WORK TO COMPLETE: Filter the records and copy every line that contains the word "paved". Case counts.

(Coordinate annotation entries)
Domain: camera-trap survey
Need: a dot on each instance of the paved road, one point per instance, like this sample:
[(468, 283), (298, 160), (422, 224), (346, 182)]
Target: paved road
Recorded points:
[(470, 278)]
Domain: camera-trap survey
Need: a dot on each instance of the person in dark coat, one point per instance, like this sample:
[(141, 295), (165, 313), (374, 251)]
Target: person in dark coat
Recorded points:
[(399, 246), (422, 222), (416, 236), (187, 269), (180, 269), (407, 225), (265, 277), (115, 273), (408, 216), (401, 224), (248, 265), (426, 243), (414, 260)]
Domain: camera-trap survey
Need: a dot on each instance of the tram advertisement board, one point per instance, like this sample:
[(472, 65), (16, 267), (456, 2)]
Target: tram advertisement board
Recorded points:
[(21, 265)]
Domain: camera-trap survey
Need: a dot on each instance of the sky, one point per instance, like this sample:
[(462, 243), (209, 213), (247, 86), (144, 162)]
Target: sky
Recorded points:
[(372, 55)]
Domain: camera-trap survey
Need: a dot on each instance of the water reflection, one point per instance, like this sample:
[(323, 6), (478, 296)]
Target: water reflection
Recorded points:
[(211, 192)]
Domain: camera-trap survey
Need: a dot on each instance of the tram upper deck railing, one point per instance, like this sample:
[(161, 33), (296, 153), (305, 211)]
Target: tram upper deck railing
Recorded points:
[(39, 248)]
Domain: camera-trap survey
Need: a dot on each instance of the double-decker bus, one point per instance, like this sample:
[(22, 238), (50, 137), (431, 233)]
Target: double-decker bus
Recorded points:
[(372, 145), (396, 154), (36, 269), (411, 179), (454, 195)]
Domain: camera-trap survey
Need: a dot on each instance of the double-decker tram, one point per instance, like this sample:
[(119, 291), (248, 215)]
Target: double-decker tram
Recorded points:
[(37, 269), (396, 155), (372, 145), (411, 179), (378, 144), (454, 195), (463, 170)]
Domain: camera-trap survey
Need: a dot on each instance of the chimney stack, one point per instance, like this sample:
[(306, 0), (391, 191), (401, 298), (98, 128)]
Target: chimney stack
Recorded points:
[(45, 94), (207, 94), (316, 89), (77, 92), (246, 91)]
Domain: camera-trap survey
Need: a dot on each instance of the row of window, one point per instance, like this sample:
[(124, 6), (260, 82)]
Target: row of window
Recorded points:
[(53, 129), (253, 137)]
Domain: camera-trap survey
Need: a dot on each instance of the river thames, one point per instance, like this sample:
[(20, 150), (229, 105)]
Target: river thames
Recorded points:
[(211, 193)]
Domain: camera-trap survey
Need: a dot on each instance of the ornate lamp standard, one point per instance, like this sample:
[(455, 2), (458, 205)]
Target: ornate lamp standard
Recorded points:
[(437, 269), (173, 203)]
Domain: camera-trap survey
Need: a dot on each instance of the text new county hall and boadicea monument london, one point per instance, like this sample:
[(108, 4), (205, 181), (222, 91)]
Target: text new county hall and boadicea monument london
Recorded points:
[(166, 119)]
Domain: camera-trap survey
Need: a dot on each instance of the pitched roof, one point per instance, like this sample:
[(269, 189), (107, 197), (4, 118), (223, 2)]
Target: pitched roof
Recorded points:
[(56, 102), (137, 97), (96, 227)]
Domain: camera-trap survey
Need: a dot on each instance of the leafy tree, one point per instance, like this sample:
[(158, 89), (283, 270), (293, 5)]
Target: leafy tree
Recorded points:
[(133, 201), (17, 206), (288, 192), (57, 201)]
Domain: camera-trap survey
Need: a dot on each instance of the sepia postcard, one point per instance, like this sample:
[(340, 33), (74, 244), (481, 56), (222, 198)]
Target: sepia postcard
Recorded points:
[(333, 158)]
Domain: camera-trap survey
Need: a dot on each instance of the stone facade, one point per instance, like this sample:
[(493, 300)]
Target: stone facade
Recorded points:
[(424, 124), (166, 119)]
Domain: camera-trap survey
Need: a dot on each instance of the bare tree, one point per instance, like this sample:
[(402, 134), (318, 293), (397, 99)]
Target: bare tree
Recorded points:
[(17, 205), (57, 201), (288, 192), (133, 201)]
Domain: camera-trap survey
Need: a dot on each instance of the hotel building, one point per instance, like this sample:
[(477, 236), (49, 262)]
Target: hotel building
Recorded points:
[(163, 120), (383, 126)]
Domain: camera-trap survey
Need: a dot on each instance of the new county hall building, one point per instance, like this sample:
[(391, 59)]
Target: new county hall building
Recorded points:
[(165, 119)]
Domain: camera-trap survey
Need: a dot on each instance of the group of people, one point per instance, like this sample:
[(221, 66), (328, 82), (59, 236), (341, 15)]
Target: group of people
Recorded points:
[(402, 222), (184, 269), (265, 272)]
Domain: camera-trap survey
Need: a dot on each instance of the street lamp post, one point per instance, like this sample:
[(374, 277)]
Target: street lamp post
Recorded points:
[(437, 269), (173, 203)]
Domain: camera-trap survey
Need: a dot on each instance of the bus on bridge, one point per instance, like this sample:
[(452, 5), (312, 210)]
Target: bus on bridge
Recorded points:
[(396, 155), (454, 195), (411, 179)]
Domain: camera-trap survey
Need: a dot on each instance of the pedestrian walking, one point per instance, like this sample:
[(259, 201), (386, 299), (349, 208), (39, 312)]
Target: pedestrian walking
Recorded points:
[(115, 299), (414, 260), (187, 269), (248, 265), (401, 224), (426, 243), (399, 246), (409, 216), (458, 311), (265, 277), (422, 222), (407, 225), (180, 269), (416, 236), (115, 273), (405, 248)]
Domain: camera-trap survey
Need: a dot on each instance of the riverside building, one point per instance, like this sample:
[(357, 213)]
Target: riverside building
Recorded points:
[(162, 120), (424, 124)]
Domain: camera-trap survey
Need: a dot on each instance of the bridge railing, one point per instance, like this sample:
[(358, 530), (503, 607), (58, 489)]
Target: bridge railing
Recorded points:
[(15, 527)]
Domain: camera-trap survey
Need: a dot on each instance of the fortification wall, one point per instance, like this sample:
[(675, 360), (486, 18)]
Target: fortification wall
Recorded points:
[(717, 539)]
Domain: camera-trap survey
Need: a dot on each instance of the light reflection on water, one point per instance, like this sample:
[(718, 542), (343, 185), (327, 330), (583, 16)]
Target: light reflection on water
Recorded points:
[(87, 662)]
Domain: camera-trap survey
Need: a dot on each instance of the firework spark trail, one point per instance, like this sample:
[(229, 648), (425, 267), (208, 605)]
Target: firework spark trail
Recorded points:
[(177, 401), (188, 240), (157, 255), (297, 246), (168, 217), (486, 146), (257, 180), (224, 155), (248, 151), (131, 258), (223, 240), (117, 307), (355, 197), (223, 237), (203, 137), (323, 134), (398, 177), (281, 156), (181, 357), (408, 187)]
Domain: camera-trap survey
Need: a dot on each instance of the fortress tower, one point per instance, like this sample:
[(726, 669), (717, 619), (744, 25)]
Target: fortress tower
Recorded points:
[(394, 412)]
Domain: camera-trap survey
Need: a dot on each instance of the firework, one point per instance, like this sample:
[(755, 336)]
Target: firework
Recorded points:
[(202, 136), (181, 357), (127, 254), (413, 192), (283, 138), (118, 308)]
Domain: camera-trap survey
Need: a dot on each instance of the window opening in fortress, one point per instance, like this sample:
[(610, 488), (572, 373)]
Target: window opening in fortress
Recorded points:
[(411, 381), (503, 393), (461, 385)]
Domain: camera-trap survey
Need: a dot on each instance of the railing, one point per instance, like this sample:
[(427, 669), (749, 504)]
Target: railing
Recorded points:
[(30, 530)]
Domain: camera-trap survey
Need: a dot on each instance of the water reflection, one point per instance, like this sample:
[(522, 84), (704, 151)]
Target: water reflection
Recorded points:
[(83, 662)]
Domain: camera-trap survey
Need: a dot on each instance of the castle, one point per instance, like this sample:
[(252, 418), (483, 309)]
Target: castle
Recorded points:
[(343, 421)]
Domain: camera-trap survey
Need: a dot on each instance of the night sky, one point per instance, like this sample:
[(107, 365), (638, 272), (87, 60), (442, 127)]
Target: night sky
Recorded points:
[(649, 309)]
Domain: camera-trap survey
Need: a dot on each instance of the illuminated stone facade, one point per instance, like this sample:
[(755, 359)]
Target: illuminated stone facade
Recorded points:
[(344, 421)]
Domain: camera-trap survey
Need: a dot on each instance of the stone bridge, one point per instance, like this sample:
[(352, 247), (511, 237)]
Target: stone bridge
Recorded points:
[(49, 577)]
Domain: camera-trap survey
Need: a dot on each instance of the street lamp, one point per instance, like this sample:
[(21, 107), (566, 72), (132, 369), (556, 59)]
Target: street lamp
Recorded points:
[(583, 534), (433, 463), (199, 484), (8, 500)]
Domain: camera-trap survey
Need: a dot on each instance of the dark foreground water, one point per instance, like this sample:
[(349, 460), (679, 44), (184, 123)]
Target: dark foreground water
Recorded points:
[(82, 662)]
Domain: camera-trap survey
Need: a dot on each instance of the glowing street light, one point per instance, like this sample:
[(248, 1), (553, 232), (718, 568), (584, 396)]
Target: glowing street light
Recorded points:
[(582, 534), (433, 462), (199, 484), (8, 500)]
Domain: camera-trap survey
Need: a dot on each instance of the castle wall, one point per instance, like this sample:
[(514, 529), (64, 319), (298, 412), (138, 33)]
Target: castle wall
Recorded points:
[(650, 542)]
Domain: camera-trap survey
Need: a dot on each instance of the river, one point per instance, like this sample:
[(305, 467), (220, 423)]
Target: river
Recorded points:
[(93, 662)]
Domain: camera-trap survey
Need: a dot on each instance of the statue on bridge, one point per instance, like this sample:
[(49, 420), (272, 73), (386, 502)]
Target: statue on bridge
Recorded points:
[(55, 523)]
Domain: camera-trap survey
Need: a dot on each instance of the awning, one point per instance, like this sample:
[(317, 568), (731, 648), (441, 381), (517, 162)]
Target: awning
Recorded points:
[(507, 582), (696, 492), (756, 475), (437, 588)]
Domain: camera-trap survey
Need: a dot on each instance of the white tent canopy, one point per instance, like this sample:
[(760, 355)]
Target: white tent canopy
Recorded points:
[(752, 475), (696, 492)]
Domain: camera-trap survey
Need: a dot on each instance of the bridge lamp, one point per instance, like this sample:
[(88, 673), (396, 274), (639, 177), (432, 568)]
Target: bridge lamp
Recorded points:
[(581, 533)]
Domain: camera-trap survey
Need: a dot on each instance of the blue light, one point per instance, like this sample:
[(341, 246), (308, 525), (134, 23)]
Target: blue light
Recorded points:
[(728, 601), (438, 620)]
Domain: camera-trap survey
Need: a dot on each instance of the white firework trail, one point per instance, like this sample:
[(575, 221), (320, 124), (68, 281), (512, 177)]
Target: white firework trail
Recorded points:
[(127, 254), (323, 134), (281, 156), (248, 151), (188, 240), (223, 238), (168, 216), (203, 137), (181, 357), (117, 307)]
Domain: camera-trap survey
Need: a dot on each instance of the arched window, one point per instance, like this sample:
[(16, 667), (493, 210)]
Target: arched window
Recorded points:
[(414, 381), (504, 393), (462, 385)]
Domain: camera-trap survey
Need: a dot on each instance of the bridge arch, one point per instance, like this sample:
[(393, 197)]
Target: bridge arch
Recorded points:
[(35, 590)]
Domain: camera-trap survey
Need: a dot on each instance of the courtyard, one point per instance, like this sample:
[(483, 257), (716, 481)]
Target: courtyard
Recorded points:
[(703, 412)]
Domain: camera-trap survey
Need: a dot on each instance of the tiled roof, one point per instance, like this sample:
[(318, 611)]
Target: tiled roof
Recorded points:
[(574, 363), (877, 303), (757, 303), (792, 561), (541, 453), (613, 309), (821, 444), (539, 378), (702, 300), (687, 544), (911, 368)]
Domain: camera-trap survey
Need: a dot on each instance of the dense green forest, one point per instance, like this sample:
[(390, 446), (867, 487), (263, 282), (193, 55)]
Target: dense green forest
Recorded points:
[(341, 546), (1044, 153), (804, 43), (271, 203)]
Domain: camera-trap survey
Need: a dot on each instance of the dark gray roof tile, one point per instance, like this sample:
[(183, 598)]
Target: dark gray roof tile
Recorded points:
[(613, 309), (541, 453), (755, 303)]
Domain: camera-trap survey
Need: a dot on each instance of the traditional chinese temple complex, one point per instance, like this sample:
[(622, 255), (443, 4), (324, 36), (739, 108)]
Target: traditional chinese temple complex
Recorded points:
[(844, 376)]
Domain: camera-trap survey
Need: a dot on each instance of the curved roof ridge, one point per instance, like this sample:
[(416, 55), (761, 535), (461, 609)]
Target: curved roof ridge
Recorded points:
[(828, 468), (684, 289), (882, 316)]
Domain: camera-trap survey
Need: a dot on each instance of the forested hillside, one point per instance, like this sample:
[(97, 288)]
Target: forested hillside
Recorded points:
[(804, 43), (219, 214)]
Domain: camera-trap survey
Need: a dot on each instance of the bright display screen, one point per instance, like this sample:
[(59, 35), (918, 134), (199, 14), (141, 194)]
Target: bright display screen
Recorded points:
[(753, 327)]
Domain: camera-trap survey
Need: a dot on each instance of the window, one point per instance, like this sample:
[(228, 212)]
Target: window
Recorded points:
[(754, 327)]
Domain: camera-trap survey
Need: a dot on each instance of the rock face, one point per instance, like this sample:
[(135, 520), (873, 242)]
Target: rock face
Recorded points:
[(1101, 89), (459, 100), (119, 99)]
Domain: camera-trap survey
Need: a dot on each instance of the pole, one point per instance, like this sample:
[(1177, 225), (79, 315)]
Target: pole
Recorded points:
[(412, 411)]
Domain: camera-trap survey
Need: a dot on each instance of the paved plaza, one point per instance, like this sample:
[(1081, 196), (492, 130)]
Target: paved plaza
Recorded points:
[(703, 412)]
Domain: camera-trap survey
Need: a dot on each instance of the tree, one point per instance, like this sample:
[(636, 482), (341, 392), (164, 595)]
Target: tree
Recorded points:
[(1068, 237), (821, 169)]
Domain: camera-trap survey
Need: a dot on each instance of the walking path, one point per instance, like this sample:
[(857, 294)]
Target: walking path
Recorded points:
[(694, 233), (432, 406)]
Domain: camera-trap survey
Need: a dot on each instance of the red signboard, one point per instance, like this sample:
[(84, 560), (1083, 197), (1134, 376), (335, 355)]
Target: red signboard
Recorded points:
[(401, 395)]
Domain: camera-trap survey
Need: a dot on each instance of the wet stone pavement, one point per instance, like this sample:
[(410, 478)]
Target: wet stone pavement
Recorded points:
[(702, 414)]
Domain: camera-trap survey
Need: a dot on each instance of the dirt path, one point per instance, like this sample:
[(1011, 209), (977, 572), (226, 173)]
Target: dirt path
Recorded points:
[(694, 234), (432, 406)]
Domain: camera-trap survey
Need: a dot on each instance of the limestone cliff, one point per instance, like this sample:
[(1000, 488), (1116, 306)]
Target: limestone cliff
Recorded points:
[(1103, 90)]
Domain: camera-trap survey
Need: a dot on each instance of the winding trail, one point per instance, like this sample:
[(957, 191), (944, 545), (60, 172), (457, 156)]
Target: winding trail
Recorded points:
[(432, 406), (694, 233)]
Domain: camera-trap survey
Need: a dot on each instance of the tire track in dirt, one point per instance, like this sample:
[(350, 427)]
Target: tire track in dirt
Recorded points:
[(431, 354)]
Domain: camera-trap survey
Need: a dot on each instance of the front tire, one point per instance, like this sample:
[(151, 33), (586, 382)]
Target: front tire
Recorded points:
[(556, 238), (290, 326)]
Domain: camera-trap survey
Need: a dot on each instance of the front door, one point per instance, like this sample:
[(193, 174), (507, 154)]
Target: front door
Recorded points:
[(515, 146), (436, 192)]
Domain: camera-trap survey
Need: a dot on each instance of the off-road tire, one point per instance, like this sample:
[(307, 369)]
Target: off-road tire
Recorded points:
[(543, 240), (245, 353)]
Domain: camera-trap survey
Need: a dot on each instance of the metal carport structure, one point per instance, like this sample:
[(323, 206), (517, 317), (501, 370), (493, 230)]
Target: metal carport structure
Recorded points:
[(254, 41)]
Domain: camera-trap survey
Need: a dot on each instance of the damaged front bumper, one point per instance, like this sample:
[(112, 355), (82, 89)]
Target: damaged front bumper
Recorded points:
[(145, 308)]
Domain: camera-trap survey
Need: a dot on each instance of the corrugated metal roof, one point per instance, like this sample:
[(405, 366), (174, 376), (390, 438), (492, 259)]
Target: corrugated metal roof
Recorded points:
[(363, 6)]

ANSWER FOR THIS EXERCISE:
Need: a dot on each instance of the paved road, one point per instance, like this sample:
Target: paved road
Need: a dot on each instance of the paved plaza, one point per instance, like this sample:
Target: paved plaza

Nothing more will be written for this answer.